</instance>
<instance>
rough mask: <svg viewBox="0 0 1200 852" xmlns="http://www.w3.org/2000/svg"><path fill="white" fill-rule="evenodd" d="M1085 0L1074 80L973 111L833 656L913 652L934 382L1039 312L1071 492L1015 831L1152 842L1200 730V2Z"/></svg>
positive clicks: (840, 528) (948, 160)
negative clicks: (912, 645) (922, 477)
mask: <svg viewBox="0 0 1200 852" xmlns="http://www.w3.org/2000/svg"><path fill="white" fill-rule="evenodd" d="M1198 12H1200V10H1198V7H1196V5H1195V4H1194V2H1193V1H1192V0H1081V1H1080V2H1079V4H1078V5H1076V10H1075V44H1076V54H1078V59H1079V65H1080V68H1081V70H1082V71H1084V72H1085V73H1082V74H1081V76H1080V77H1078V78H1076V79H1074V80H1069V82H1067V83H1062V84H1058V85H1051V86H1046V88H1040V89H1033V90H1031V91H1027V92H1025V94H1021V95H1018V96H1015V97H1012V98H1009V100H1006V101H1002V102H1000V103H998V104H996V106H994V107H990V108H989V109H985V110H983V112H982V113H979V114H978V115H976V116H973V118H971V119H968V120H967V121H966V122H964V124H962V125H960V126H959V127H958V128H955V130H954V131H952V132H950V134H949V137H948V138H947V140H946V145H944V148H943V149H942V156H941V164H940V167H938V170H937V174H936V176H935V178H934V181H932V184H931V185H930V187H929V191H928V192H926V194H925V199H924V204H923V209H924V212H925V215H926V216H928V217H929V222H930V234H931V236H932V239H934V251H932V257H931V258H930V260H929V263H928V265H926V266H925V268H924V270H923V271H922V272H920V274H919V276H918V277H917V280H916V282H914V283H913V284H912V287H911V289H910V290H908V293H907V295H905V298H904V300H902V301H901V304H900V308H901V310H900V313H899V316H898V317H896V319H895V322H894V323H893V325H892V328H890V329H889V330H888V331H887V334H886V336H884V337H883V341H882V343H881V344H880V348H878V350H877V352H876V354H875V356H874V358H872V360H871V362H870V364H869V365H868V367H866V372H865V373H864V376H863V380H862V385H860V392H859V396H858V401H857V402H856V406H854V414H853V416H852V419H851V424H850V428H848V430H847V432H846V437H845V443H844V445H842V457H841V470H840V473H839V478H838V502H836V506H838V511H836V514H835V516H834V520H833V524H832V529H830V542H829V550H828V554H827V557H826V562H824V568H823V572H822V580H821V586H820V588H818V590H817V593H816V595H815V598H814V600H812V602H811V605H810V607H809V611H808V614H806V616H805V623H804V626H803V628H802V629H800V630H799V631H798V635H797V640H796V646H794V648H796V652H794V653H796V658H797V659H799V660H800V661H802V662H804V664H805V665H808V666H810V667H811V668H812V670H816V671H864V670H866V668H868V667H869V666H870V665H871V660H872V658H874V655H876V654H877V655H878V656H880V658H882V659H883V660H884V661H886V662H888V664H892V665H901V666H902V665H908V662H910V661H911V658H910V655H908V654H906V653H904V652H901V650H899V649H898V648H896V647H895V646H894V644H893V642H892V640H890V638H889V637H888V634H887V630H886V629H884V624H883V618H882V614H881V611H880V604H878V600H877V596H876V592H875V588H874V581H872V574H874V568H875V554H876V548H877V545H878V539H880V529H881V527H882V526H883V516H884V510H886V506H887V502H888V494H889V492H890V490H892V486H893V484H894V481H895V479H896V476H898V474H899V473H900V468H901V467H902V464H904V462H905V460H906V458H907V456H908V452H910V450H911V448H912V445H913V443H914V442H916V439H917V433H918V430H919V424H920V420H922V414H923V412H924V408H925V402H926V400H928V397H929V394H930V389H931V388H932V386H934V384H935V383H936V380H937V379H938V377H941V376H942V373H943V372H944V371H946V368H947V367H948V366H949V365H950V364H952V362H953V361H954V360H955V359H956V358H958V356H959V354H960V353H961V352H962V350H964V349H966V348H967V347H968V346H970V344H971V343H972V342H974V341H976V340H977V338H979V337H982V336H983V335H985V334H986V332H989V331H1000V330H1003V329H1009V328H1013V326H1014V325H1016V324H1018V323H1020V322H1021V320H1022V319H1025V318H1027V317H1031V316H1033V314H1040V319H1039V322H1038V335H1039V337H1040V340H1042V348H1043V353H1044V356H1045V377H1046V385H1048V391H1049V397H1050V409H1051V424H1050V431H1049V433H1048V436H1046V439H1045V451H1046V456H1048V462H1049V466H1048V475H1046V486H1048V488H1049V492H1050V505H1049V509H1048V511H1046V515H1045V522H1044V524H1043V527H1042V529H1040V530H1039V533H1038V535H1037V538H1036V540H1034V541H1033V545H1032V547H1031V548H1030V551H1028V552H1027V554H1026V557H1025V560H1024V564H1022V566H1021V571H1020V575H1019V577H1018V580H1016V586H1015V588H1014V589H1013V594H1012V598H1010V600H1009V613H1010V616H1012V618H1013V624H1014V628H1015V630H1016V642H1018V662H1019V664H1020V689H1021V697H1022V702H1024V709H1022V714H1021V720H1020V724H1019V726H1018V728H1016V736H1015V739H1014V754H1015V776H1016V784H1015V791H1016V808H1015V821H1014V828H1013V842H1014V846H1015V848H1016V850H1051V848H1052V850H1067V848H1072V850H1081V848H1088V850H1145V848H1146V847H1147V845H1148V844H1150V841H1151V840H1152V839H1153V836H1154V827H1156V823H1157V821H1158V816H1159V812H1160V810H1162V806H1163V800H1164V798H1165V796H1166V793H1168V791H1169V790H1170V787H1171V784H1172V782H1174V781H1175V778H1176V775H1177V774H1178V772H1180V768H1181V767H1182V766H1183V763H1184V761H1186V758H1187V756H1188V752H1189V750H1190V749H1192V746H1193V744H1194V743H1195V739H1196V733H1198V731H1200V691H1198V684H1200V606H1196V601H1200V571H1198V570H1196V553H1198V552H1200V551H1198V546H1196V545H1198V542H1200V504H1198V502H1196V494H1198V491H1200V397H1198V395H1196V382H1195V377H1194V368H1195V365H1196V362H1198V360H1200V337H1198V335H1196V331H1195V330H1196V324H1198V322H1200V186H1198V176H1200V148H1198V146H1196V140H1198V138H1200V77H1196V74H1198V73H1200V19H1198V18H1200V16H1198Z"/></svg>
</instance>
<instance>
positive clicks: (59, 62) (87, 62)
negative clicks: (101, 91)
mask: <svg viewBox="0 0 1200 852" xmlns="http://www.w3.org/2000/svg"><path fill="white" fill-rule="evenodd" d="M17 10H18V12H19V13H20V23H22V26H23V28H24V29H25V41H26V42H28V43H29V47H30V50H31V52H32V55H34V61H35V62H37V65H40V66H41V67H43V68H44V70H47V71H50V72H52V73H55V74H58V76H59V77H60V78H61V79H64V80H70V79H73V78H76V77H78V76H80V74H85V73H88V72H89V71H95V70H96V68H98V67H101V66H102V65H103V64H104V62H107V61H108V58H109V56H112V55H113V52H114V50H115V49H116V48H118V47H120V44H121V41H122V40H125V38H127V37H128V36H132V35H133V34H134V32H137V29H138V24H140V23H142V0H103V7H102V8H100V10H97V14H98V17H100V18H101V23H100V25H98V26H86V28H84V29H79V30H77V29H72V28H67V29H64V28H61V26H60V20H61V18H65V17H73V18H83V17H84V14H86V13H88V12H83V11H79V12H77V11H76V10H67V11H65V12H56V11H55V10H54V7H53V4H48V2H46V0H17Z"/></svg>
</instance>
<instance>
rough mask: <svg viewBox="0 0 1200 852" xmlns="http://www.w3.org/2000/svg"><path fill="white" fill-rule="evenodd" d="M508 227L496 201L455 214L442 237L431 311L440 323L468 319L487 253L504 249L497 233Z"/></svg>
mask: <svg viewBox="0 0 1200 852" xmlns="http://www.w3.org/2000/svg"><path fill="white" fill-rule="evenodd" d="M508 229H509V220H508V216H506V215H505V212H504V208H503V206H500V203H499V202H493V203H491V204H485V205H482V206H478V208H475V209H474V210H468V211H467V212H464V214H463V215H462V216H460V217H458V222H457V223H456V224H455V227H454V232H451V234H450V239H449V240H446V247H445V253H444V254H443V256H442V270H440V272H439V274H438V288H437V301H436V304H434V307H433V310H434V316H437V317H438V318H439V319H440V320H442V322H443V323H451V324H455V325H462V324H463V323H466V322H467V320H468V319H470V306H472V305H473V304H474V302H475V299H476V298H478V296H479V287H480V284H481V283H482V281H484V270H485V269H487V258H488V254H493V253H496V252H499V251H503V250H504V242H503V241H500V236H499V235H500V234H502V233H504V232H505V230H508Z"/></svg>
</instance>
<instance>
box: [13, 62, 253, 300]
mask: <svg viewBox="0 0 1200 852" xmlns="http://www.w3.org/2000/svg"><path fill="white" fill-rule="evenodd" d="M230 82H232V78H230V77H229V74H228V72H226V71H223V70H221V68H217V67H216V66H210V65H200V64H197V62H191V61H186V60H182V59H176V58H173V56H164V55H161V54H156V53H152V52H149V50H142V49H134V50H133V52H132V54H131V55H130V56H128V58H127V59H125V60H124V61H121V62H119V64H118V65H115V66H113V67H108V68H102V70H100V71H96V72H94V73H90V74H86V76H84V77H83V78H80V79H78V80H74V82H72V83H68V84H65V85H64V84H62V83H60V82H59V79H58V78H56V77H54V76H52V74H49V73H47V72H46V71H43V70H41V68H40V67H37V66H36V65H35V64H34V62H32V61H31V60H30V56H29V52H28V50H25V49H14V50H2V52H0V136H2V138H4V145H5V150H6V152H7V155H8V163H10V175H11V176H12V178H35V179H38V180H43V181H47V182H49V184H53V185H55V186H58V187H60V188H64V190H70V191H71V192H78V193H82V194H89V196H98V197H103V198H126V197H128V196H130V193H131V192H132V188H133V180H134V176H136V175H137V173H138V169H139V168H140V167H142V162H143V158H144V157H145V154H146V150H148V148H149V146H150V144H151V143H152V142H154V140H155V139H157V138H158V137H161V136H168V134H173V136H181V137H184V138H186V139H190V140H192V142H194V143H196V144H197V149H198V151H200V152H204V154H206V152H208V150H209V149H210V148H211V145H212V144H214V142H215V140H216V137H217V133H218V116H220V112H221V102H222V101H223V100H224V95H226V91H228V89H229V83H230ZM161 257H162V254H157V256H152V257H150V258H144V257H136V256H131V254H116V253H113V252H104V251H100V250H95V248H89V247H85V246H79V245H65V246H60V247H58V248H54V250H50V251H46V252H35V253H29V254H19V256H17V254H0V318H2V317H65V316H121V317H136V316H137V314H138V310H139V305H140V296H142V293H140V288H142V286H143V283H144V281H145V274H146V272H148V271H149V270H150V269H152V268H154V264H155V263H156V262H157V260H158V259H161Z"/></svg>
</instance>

⁂

**What you should do**
Lines containing the word "clicks" are to be located in the entries and copied.

**Answer box**
positive clicks: (840, 528) (948, 160)
negative clicks: (912, 645) (922, 477)
positive clicks: (59, 62) (87, 62)
negative clicks: (101, 91)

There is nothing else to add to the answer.